[Contour labeling data]
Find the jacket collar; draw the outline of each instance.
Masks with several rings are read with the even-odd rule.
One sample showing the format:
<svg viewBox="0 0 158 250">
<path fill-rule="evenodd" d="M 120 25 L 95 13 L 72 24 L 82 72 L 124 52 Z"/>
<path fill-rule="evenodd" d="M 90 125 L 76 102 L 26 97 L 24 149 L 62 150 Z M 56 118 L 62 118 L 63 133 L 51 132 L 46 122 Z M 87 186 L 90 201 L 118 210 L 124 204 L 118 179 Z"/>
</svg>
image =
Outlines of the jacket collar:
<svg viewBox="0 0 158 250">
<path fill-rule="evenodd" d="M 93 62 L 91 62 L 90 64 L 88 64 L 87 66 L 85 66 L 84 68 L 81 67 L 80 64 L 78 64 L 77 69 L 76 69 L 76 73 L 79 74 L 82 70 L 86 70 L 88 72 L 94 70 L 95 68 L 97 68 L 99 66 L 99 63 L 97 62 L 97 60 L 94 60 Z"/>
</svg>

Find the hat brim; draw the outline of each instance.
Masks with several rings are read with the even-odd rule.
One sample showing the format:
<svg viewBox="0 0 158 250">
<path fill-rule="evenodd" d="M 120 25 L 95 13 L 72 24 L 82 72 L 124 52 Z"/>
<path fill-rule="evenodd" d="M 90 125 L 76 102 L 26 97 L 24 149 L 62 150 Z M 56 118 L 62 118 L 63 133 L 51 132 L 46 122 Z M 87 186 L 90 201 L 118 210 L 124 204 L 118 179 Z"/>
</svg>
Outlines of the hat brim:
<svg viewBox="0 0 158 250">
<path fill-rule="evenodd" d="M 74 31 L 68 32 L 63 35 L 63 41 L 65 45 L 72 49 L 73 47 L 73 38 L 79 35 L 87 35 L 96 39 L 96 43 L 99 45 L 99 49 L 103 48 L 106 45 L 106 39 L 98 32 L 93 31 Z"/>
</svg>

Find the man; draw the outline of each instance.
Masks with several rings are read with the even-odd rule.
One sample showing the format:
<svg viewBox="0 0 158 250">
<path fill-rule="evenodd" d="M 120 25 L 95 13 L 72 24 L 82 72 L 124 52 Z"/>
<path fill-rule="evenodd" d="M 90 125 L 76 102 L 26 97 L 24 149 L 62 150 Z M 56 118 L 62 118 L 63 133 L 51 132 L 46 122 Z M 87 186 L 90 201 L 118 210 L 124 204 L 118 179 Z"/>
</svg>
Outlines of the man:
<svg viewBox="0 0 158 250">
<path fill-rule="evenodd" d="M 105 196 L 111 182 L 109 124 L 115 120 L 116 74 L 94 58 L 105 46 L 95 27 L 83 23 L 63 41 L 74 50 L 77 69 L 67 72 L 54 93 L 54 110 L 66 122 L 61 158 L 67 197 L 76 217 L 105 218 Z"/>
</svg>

=== Stated exercise ===
Please rescale the data starting with the line containing "Find the man;" and going on through the end of the data, both included. Reproduce those lines with every number in the answer outlines (the viewBox values and point coordinates) multiplied by 0.2 and rounded to whole numbers, halves rounding up, and with all other text left unchanged.

=== Task response ===
Find the man; draw the outline of each instance.
Masks with several rings are read with the even-odd rule.
One sample showing the format:
<svg viewBox="0 0 158 250">
<path fill-rule="evenodd" d="M 120 25 L 95 13 L 72 24 L 82 72 L 124 52 Z"/>
<path fill-rule="evenodd" d="M 90 125 L 76 102 L 26 97 L 24 149 L 62 150 Z M 56 118 L 62 118 L 63 133 L 51 132 L 46 122 Z M 87 186 L 90 201 L 118 210 L 124 204 L 118 179 Z"/>
</svg>
Outlines of the man:
<svg viewBox="0 0 32 50">
<path fill-rule="evenodd" d="M 21 39 L 22 36 L 22 25 L 23 24 L 23 15 L 19 12 L 21 9 L 19 5 L 17 5 L 13 8 L 15 10 L 15 14 L 13 14 L 11 19 L 11 22 L 13 24 L 12 32 L 13 39 L 15 43 L 21 44 Z"/>
</svg>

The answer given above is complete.